**Task directions**
How many lines below include the string "clicks"? State the number alone.

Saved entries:
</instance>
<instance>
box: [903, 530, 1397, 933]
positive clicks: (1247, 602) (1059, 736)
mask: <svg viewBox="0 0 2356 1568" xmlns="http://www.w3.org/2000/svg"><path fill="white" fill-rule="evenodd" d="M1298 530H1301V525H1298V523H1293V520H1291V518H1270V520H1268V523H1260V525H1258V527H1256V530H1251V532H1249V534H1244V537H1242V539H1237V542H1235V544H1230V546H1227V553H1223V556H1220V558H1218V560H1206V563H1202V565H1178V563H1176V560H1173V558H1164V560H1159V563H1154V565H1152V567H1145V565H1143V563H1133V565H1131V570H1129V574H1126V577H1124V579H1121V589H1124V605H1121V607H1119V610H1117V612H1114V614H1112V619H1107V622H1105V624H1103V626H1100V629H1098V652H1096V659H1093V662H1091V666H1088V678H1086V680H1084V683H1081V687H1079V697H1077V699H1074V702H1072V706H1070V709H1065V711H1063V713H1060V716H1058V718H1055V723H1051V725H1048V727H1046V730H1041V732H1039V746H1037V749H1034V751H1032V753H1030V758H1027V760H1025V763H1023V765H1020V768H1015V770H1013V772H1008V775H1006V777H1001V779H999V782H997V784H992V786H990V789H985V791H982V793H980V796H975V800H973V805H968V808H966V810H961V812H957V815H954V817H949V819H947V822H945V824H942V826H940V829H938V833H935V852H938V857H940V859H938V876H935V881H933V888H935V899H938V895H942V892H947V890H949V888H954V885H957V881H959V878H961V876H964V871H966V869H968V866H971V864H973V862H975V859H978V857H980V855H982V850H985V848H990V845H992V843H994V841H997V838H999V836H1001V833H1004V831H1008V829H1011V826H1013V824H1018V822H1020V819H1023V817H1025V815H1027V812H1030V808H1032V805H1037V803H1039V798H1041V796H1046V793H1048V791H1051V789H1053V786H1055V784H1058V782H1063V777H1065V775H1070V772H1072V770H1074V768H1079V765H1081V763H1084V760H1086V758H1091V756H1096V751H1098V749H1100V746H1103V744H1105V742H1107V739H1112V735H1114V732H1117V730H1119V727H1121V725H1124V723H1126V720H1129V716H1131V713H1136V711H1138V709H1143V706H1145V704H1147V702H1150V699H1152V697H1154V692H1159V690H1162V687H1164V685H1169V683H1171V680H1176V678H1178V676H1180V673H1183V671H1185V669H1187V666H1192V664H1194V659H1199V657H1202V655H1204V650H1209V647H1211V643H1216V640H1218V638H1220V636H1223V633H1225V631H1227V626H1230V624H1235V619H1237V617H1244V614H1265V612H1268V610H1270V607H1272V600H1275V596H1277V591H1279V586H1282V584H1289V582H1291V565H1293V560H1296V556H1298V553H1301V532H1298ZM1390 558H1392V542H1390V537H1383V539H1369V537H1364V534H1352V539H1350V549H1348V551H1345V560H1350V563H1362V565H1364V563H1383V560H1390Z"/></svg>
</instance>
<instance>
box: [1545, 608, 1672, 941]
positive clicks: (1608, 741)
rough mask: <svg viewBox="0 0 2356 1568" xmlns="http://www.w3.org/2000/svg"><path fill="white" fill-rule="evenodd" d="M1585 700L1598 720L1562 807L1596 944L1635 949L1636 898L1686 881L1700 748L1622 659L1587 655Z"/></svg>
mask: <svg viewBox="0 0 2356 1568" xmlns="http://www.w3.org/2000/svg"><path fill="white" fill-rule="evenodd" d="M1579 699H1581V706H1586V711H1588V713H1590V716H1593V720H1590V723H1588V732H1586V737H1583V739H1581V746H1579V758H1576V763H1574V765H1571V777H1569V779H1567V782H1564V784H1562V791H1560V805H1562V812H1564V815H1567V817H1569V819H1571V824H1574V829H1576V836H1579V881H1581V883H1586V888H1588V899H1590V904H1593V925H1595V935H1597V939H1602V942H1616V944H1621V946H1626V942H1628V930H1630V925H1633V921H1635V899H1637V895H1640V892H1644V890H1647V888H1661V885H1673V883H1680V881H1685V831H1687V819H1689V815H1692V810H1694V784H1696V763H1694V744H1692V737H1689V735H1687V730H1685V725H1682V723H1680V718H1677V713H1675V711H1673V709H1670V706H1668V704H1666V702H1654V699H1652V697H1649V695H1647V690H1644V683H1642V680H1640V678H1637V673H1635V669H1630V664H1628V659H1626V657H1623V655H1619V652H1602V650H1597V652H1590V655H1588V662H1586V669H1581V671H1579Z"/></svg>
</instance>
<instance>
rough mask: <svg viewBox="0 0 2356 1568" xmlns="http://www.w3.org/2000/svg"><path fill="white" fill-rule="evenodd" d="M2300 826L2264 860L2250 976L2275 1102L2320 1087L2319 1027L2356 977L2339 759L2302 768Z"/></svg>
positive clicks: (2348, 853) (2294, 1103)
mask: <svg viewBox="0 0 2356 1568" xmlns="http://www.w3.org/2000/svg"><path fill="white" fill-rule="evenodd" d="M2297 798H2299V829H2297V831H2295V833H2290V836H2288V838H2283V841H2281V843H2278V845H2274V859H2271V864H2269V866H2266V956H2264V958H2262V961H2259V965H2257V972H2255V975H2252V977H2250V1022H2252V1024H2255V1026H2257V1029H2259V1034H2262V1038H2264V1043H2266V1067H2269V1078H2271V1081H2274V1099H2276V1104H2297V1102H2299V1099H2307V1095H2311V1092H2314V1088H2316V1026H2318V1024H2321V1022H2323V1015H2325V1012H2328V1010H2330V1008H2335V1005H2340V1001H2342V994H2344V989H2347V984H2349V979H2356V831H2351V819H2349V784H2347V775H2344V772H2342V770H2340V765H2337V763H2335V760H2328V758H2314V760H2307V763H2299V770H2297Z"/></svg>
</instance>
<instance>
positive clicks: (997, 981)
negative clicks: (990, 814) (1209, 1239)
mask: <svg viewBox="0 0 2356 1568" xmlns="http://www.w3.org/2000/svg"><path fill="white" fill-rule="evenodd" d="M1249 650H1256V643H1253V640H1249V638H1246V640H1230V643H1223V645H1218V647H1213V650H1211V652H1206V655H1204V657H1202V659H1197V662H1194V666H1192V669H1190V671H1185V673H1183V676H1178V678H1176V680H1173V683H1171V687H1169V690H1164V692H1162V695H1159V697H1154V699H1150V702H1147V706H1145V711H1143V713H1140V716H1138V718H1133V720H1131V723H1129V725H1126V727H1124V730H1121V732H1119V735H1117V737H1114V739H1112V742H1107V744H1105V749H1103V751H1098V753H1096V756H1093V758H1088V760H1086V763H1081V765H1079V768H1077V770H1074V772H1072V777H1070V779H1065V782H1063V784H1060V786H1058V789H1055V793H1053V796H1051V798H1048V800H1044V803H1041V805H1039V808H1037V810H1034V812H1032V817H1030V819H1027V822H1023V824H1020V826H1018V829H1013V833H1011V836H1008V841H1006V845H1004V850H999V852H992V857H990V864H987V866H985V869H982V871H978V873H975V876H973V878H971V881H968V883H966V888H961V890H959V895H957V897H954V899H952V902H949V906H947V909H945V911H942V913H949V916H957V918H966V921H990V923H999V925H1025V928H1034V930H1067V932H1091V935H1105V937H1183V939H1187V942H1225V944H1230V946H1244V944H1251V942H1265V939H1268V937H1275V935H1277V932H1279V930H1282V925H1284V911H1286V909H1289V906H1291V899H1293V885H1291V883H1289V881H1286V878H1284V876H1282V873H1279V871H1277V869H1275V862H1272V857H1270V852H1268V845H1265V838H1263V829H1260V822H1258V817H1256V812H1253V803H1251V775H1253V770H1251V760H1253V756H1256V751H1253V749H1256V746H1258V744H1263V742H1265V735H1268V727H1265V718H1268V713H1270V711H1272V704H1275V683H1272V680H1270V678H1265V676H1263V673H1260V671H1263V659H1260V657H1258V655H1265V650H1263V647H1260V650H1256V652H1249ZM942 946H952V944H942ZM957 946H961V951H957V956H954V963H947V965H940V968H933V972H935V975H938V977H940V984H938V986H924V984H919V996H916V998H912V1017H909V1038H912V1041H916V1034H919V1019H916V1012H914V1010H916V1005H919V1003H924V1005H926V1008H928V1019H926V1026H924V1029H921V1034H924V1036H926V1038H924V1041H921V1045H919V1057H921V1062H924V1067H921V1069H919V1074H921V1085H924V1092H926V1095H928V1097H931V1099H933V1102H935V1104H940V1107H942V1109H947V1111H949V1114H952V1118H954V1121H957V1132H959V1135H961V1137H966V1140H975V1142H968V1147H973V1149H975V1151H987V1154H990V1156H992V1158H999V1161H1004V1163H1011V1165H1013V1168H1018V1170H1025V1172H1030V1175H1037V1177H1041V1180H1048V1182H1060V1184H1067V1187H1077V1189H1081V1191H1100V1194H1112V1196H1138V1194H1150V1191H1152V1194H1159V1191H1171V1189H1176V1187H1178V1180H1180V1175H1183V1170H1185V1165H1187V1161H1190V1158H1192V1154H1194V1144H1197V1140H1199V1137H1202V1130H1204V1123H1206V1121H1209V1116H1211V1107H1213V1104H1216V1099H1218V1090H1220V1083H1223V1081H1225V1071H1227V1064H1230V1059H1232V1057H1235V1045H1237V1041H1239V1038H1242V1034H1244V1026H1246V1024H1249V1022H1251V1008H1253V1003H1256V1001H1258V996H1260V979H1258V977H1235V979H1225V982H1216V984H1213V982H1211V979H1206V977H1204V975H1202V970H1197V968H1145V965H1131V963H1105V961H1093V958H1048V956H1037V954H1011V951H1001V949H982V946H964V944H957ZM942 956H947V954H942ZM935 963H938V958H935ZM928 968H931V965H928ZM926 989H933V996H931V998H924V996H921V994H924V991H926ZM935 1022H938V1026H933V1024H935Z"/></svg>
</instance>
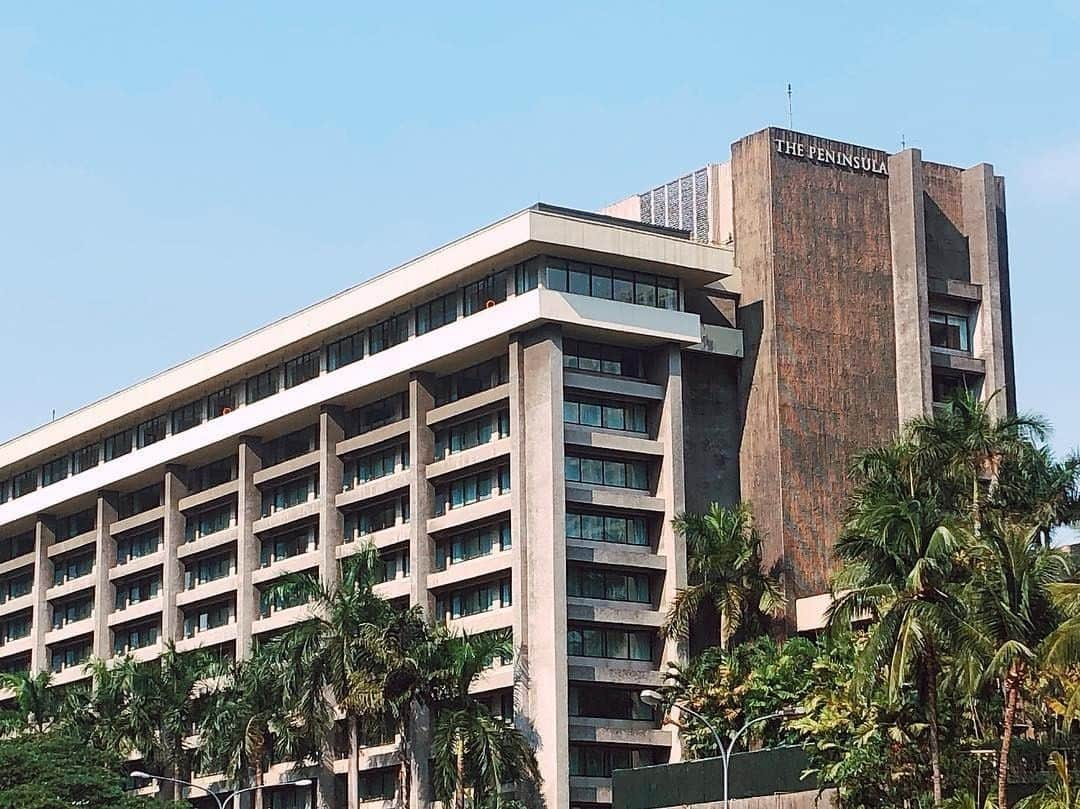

**Result for this task**
5